___ Material provided ___
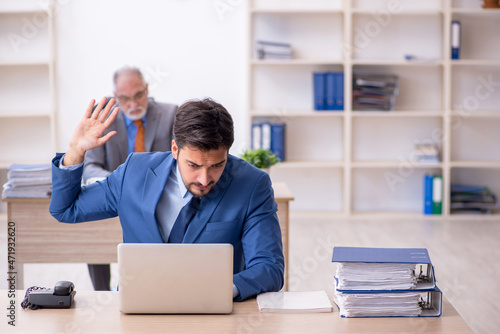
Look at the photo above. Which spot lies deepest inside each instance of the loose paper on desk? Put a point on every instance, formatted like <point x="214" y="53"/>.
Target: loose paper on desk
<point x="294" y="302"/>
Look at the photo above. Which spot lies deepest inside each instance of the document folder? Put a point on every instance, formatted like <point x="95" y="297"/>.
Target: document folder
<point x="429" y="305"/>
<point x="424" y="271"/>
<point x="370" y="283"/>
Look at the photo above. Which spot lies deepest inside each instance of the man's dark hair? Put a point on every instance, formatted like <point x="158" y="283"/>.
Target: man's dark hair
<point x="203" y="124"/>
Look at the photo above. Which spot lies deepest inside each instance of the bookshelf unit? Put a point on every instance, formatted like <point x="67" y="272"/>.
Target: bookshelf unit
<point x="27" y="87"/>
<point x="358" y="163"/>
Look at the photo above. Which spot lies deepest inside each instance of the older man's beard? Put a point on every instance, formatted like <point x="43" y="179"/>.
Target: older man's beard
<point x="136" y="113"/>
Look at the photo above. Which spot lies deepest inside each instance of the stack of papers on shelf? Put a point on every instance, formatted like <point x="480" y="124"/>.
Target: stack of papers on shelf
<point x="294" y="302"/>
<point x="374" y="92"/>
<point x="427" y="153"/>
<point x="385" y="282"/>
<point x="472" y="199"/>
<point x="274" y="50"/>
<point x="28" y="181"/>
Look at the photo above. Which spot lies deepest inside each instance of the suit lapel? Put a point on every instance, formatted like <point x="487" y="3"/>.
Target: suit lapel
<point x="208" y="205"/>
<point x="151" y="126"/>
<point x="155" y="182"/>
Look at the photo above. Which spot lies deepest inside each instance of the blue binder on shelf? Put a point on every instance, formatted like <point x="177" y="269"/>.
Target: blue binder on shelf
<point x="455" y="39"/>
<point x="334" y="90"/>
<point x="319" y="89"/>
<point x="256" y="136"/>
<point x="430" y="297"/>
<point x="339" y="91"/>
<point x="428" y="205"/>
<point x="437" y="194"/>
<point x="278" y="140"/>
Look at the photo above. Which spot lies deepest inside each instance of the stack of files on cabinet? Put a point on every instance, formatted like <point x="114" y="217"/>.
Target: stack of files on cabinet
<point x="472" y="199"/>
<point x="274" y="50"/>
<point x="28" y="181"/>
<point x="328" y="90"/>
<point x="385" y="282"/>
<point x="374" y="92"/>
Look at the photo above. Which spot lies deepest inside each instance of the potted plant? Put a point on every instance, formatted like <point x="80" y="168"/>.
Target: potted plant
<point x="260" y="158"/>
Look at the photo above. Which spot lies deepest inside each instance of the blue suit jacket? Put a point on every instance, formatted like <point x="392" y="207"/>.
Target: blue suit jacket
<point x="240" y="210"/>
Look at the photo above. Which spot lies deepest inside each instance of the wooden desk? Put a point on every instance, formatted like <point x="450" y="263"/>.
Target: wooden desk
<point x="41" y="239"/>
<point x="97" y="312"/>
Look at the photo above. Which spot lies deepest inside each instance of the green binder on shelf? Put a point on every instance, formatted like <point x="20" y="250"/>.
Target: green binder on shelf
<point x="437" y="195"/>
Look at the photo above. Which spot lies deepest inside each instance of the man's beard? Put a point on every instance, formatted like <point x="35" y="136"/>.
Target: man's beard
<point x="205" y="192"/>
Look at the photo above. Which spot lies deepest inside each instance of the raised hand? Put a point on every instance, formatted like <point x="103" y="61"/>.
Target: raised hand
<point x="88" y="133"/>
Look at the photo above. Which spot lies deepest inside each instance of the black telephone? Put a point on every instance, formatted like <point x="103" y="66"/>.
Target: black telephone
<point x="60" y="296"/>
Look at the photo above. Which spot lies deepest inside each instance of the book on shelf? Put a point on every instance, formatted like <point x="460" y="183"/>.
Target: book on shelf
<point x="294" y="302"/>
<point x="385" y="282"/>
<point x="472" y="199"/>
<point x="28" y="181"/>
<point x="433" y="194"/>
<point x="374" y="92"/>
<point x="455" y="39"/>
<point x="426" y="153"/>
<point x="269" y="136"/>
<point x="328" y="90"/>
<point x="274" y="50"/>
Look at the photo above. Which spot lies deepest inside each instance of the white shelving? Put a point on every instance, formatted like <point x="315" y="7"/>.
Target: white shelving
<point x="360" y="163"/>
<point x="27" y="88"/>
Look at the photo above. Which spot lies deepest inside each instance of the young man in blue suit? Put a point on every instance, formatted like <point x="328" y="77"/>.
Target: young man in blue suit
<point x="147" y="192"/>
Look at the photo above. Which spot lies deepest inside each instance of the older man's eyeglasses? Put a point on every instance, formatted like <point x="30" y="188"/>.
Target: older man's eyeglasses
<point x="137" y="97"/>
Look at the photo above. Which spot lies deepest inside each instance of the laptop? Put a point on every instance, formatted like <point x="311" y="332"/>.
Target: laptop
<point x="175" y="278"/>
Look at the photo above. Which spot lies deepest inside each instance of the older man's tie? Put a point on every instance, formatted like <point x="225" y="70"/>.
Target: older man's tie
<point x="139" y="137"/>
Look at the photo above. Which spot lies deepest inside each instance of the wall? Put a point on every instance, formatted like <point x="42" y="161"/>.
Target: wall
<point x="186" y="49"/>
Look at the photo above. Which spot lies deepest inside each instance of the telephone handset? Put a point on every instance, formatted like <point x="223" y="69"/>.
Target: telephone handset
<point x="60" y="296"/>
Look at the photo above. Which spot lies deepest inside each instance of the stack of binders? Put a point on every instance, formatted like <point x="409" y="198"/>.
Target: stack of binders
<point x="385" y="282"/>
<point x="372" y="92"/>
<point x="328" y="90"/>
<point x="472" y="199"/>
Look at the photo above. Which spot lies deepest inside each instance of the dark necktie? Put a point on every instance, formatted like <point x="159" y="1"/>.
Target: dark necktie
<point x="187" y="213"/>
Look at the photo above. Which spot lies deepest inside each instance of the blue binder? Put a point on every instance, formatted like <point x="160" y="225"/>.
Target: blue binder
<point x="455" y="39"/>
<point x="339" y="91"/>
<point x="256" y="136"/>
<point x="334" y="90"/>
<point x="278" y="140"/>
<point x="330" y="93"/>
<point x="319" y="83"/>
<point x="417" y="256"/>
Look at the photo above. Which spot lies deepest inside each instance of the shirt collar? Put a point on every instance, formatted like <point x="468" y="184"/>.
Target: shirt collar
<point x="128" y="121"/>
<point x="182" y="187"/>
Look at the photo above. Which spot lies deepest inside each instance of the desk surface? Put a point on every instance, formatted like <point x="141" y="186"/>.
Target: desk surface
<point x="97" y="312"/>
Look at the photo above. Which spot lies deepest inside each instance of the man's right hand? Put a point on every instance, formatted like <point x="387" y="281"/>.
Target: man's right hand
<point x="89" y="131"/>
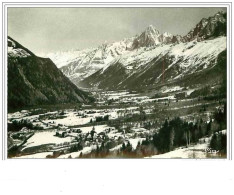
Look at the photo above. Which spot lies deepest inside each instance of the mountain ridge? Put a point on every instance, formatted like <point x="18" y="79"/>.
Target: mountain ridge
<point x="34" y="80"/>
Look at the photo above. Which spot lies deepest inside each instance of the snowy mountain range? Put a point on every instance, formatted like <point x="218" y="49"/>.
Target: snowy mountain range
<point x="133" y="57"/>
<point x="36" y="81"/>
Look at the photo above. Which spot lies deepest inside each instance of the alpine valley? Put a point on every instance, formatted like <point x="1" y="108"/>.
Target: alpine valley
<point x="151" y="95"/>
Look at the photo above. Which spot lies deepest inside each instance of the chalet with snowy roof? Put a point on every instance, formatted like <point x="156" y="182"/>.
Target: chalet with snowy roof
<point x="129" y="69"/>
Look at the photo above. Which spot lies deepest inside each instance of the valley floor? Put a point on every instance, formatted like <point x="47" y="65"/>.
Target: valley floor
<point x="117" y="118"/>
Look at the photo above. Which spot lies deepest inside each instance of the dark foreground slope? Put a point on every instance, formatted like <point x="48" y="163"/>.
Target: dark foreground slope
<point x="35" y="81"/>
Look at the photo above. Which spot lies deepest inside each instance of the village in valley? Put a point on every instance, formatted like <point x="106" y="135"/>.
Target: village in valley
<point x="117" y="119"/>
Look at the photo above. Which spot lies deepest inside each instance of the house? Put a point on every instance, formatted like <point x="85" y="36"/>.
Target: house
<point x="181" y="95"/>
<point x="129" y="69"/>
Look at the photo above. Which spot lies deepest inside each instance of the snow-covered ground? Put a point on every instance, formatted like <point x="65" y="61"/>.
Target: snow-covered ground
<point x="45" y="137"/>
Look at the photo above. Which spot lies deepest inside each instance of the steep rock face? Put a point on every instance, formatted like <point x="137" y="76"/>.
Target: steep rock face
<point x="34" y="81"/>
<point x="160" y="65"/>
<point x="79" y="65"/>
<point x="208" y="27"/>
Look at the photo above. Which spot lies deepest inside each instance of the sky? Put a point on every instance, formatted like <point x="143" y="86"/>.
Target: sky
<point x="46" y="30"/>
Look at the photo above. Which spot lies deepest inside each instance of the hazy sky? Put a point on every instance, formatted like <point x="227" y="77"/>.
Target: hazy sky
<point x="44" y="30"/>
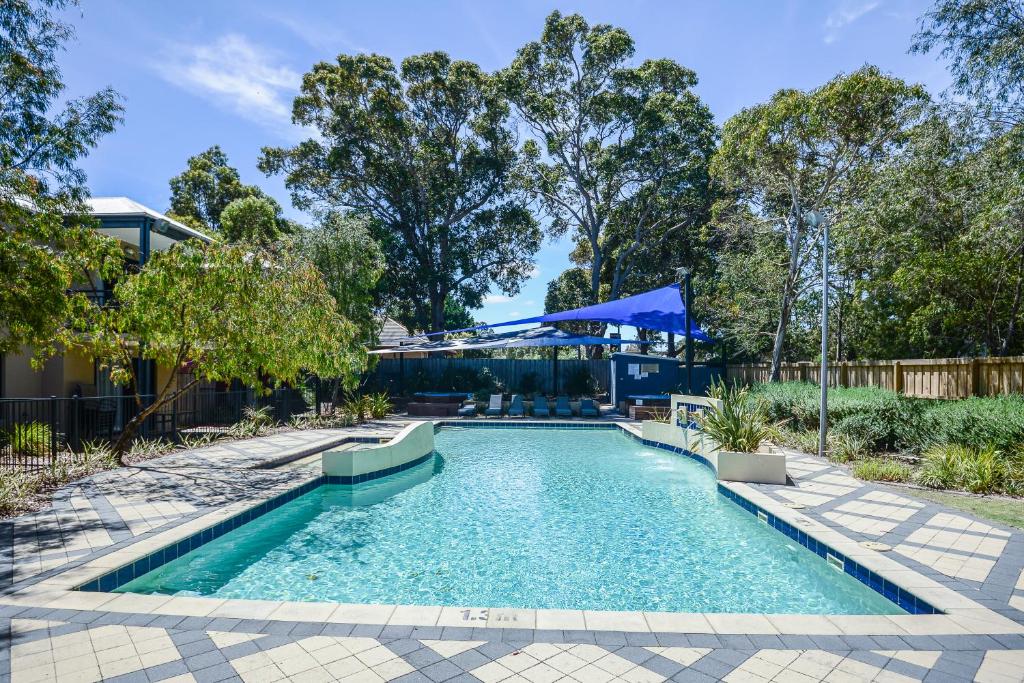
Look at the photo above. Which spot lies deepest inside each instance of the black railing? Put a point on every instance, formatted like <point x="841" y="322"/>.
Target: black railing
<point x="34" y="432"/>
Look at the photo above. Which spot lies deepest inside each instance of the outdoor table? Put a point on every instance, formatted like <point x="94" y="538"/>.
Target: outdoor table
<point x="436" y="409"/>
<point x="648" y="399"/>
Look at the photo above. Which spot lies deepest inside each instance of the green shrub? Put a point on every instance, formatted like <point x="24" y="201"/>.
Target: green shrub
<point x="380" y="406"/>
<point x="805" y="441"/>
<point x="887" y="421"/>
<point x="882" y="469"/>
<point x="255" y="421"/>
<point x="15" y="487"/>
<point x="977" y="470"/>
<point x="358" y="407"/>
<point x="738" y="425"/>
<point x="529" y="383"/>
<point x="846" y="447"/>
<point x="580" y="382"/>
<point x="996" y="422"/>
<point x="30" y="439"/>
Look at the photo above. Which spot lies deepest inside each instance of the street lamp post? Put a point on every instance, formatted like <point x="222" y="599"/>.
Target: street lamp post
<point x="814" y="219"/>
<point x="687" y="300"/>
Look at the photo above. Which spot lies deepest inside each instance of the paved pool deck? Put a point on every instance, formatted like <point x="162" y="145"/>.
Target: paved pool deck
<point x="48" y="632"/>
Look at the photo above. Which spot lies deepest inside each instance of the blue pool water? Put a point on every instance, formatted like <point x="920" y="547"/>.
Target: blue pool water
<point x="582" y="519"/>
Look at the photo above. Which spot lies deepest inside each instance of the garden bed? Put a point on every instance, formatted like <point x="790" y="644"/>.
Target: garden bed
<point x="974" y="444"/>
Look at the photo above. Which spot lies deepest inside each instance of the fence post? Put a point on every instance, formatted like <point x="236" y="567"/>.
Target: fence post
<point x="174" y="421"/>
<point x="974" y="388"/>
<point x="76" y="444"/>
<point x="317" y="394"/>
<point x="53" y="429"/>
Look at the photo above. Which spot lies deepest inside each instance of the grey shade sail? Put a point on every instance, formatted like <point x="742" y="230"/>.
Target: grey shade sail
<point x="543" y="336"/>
___
This task calls for an exact reproduction of the lines that start at the one containing "of the grey" and continue to the end of the entries above.

◆ **Response box**
Look at the photo above. Which spot lies deepest inside each instance of the grey shade sail? Put a point on every instance, formatted like <point x="742" y="230"/>.
Target: grey shade sail
<point x="543" y="336"/>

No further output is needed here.